■ How to complete this task ■
Within the records, tally the lines that contain "blue" and reply with that number only.

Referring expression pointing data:
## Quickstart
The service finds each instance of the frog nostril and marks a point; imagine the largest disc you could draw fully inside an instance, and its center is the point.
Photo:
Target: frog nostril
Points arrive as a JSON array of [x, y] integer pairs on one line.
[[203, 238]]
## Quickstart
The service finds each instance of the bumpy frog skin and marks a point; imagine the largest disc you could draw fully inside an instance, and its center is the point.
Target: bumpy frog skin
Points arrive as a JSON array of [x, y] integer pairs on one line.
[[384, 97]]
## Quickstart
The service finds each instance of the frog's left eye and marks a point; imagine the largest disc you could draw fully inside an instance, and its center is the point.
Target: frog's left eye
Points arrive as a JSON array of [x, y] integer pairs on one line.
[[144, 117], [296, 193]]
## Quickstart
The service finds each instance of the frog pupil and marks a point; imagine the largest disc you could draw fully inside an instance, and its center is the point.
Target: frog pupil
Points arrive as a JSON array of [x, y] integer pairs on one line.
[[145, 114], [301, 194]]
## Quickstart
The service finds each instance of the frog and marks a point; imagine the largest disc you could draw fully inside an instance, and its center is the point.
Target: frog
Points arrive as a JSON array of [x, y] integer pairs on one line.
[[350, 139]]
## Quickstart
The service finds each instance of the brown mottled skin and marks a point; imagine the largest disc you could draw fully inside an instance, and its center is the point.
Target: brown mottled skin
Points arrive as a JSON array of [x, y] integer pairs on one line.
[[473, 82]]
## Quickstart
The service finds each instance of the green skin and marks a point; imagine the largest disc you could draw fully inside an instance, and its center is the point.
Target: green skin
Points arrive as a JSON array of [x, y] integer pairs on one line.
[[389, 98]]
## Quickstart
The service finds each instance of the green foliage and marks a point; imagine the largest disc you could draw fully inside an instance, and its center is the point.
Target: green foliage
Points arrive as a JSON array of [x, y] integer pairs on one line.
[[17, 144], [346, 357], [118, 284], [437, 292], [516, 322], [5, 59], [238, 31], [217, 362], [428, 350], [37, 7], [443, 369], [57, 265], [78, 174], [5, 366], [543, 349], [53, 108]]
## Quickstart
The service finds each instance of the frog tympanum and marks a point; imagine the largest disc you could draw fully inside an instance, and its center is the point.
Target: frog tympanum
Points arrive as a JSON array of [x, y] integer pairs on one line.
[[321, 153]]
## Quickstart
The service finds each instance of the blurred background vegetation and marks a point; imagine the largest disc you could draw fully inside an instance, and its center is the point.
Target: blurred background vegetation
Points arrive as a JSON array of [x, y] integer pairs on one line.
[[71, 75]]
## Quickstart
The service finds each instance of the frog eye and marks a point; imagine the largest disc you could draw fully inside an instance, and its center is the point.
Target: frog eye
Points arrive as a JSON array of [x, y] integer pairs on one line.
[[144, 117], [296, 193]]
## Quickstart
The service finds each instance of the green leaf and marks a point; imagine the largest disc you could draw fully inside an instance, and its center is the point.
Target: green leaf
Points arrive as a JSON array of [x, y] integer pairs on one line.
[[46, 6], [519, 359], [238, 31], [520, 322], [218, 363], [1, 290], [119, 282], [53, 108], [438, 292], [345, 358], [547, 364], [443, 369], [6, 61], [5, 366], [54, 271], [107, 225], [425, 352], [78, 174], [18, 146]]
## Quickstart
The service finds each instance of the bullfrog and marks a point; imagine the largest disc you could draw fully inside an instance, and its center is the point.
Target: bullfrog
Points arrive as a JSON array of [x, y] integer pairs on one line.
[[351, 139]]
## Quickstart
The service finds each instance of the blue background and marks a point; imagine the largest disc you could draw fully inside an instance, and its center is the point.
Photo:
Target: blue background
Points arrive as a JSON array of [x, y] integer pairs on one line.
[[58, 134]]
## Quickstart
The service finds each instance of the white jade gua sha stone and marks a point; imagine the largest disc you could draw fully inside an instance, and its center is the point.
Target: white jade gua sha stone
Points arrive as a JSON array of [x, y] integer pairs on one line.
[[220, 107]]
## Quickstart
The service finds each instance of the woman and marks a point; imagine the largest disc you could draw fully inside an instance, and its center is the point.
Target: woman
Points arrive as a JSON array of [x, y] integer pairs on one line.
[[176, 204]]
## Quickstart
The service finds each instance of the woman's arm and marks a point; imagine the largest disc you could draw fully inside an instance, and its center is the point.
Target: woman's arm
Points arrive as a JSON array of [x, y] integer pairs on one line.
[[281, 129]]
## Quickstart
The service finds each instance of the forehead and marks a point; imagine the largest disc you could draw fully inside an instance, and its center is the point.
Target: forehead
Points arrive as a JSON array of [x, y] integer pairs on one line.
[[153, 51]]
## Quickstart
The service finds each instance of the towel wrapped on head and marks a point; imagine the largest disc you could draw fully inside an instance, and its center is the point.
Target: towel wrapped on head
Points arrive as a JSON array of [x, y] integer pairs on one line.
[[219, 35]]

■ Final answer ■
2